## Written task
Update all of the rows below by replacing "Where can you spot" with "Where do you see" and keeping everything else the same. Omit the pictures from your answer.

Collected data
--

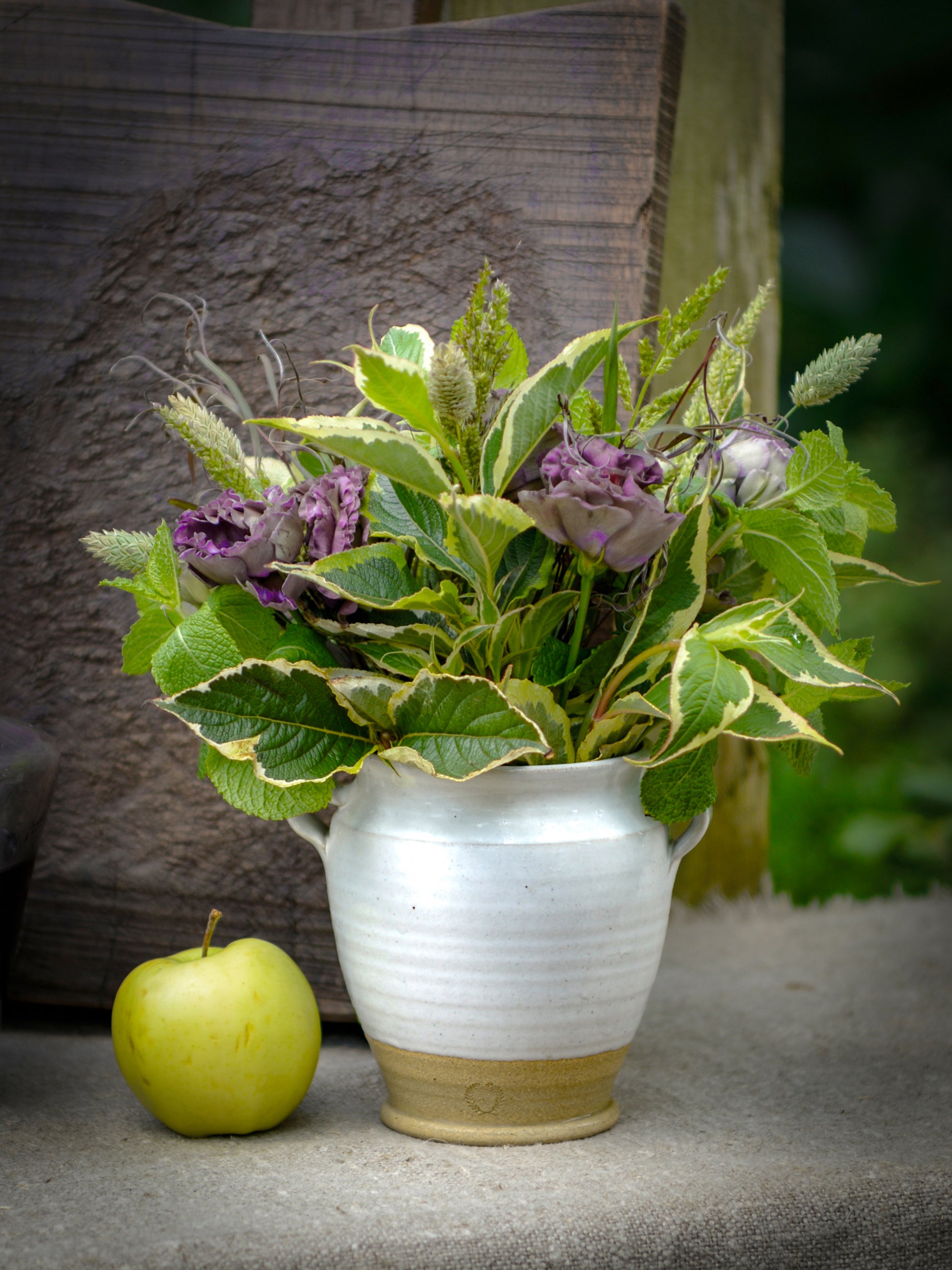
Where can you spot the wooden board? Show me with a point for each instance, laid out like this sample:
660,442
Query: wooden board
294,180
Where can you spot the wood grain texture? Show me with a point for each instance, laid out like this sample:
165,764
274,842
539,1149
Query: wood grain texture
295,181
333,14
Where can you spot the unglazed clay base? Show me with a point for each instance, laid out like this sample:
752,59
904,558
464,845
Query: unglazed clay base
485,1103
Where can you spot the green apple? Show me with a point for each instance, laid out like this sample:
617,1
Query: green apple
217,1039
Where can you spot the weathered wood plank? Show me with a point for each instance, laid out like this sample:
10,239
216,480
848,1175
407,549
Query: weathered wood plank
295,181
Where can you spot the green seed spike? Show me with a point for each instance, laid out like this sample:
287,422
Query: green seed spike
610,407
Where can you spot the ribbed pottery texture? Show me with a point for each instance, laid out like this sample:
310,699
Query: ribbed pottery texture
520,915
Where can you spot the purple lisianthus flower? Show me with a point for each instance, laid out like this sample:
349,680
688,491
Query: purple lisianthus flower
598,501
330,512
754,464
330,509
235,540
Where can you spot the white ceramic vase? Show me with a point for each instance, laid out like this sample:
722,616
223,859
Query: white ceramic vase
499,939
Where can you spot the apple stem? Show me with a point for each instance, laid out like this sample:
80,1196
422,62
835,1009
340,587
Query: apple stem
210,930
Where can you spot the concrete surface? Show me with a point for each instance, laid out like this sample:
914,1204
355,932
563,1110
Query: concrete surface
787,1104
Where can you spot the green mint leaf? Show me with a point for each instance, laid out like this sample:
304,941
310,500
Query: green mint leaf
458,727
239,786
682,789
793,549
282,718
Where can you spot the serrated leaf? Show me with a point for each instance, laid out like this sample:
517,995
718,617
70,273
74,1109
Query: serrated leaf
527,415
795,650
539,623
676,601
121,549
539,705
499,643
411,343
160,579
374,576
816,477
396,660
366,696
550,662
800,754
239,786
733,628
301,644
709,693
408,516
793,550
852,572
834,370
479,530
526,566
682,789
743,577
637,704
375,445
875,502
146,637
770,718
458,727
612,731
280,716
398,385
230,626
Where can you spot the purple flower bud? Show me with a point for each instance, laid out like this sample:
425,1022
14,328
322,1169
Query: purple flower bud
330,508
597,501
754,464
593,458
236,540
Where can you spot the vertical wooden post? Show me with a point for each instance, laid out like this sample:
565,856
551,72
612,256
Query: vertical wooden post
724,208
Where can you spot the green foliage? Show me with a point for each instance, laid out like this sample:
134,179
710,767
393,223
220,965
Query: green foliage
681,789
403,513
461,619
460,727
537,704
725,371
793,550
121,549
398,385
409,343
282,718
479,530
212,442
375,445
146,637
707,694
834,370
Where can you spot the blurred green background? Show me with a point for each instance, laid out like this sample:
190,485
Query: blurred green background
867,246
867,233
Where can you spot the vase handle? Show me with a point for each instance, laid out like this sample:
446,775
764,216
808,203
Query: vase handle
691,837
314,830
311,830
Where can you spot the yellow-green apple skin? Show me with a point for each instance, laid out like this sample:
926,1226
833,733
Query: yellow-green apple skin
227,1043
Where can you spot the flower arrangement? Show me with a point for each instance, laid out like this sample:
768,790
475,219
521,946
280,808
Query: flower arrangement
480,566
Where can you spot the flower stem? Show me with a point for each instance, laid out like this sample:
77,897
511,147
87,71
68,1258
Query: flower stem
725,537
617,680
587,578
214,917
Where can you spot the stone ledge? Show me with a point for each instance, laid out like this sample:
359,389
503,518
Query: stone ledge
787,1103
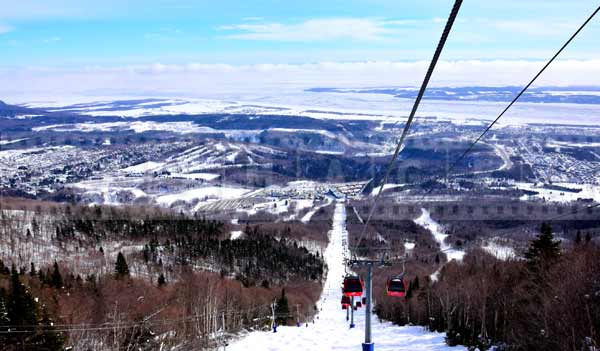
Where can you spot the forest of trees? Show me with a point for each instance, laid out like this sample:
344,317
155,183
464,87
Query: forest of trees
199,279
548,301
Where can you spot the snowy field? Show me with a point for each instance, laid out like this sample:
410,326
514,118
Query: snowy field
332,105
330,330
437,230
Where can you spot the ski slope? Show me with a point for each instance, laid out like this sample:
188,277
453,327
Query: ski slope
330,330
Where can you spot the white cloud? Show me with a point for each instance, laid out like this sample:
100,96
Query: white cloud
5,28
360,29
223,80
51,40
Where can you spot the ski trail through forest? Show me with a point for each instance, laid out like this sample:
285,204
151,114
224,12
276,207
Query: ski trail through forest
330,330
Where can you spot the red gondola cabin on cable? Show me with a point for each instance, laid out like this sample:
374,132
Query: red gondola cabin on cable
353,286
396,287
346,302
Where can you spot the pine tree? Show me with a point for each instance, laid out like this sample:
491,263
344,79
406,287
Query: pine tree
4,320
544,248
56,279
47,338
22,309
282,310
161,280
121,268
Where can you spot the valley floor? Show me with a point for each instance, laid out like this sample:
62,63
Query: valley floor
330,330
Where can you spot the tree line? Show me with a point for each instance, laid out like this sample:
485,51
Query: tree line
550,300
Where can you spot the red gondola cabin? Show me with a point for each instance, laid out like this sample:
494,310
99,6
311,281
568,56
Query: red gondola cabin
353,286
396,287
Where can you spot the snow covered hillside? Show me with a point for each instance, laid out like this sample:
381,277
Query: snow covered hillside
330,331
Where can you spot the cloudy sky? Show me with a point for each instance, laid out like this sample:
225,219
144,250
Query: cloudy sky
63,45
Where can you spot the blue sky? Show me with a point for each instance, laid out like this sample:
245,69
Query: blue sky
230,48
69,33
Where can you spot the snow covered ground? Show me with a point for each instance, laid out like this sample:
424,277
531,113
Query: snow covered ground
588,191
332,105
437,230
500,251
330,330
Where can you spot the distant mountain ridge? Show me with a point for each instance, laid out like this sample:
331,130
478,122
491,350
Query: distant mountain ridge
573,95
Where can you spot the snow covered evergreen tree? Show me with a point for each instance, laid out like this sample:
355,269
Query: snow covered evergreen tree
121,268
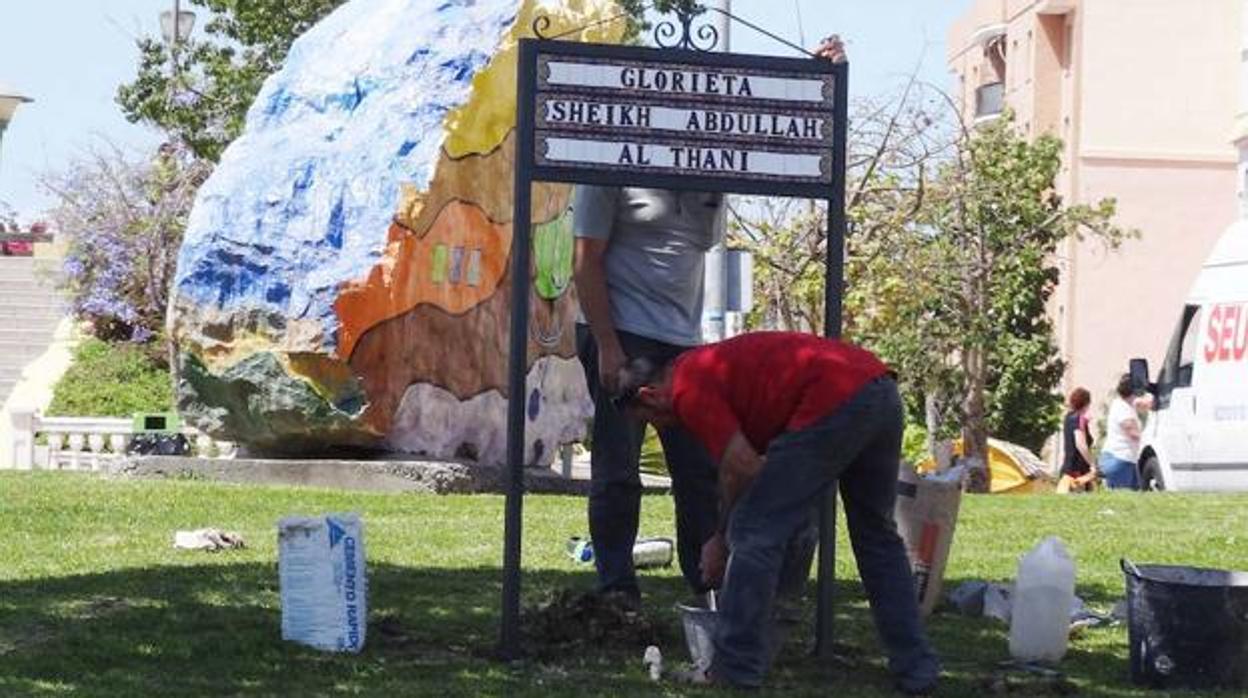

--

## Result of this exercise
Where do you see the wooden board? Show me with a point for each instance, laid out like this sample:
660,442
Query: wooden board
294,180
Where do you see the wood grain texture? Show me with a point for each instance, laid out like this sample:
165,764
274,842
539,1149
Query: wood grain texture
295,181
333,14
Where do you see the unglazed clay base? Show me with a point for each instance, laid out like this sample:
752,59
904,558
464,845
Query: unglazed clay base
485,1103
Where do you see the green apple? Show me with a point for each instance, laid out like this sample:
617,1
Query: green apple
217,1039
Where do you see the weathered wood plank? Show me with a point for each instance, laid out like this sample:
10,239
216,480
848,1175
407,549
Query: weathered wood plank
295,181
Where do you see the green seed spike? Show me with a point for each instance, laid out like this sample:
287,422
Query: green seed spike
610,407
Where do you see the ribbed pottery texture? Show me with a point for each instance, laid out like this sample:
310,699
Query: ribbed pottery texture
520,915
Where do you see the purple lisianthus flower? Show me with a point for each instance, laid out like this sample:
349,680
688,491
Query: purple lisianthus flower
598,501
330,512
754,464
330,509
235,540
Where do you see the white ceramic vase? Show me with a point for each instance, laid out like this sample:
722,616
223,859
Query: white ceramic vase
499,939
Where do you see the apple stem? Show me with a point for each instance, laid out like this sample:
80,1196
422,62
835,1009
340,587
Query: apple stem
210,930
Where do you see the concrete surface? Show me with a point for each instance, laid out like this sample:
914,1204
355,932
563,1110
Query: concrete surface
787,1104
Where do you see the green mint leaf? Show me with a point for each instance, laid out like this sample:
304,941
310,500
Query: green mint leaf
458,727
239,786
682,789
793,549
282,718
Where do you see the serrated leaf? Show me with a point for each instance, laid out like this sample:
517,995
718,617
70,273
74,1109
Query: serrated leaf
527,415
795,650
539,623
676,601
121,549
539,705
499,643
411,343
160,579
374,576
816,477
396,660
366,696
550,662
800,754
239,786
733,628
301,644
709,693
408,516
793,550
852,572
834,370
479,530
526,566
682,789
743,577
637,704
375,445
875,502
146,637
770,718
458,727
612,731
280,716
398,385
230,626
Where do you see the purple flower bud? Show me with a point for each instance, laid out like this sample:
425,1022
14,328
322,1169
Query: purple flower bud
330,508
597,501
754,464
593,458
236,540
Where do you see the vertical wooden post? Show me with a point for each instance, laid out like this sample:
565,856
551,72
612,256
Query: vertical wooden post
724,208
Where do you see the green foliage? Show me with a point for each instance, laid out like this sample:
134,179
710,767
393,223
220,965
Query: green foliage
681,789
403,513
461,619
460,727
537,704
725,371
793,550
121,549
398,385
409,343
282,718
479,530
212,442
375,445
146,637
707,694
834,370
Where do you see the blurred green background? Show me with a point for each instance, laid out like this sample:
190,485
Query: blurred green background
867,246
867,233
Where do you see the vase handle? Show me with a point for each instance, laid out like this sample:
446,775
764,216
808,203
Query: vase handle
691,837
314,830
311,830
Where do you see the yellow-green apple skin? Show me with a point for each instance, laid out like this sample:
926,1226
833,733
Query: yellow-green apple skin
227,1043
Where do you see the flower arrangement? Show me with a point for each instance, laid out like this sample:
768,790
475,219
521,946
280,808
Query: flower arrangement
480,566
Where do you see the flower stem? Show me with a point for each instance, laid out like this sample:
77,897
511,147
87,71
68,1258
Query: flower stem
725,537
617,680
587,578
214,917
Where do you see the stone ledge? Show me with a point for each instance, laid out like this sample:
359,389
503,518
Query: stone ledge
787,1103
Where do you see the forest of trees? Show me with a point for each instance, laid out like this sample:
344,317
155,183
464,87
Query: forest of trees
199,279
548,301
Where do you see the snowy field? Show me with a point for each instance, laid out like this sample:
410,326
514,118
Query: snowy field
332,105
330,330
437,230
Where do you see the ski slope? Show me with a point for each instance, laid out like this sample:
188,277
453,327
Query: ski slope
330,330
Where do you see the white cloud? Show me with a point for each instance, laid out like this sample:
100,96
Query: white cloud
5,28
360,29
223,80
51,40
Where do you see the ski trail through forest? Show me with a point for each instance, laid out like this sample:
285,204
151,114
224,12
276,207
Query: ski trail through forest
330,330
Where do you see the red gondola cabin on cable? Show me with a point for each instance, laid out like this sample:
374,132
Query: red gondola cabin on cable
353,286
396,287
346,302
Where do you see the pine tree? Show me with a point for each instance, laid out like this sample:
491,263
344,79
406,287
Query: pine tree
4,320
544,248
56,279
47,338
22,309
282,310
161,280
121,268
Where do you see the valley floor? Show me with a point for each instance, laid out like this sample:
62,63
Query: valley floor
330,330
Where do you see the tree line? Show me with a point for each instance, laid out like this sample:
485,51
Query: tree line
550,300
Where do you see the red gondola cabin? Show me with a point for each instance, laid out like this sample:
494,310
99,6
311,281
568,56
Query: red gondola cabin
353,286
396,287
Where do you see the snow covered hillside? Show me with a point for each instance, laid out like this sample:
381,277
Query: snow covered hillside
330,331
Where do you see the cloudy sky? Show me with a point for each instance, laid out like this sample:
225,219
144,250
Query: cloudy sky
63,45
Where do you see the blue sky? Show me with a point for each instance, laid out like this sample:
245,69
Query: blue sky
230,48
69,33
Where do you see the snow covered ground? Show me with a point for each instance, laid out like this sample:
424,277
531,113
Query: snow covered ground
588,191
332,105
437,230
500,251
330,330
Where do you see the distant mountain ridge? Show me with a point for each instance, laid out like this sample:
331,130
478,122
491,350
Query: distant mountain ridge
573,95
Where do you see the snow covered evergreen tree? Show me with a point for each instance, laid out like this sample:
355,269
Query: snow covered evergreen tree
121,268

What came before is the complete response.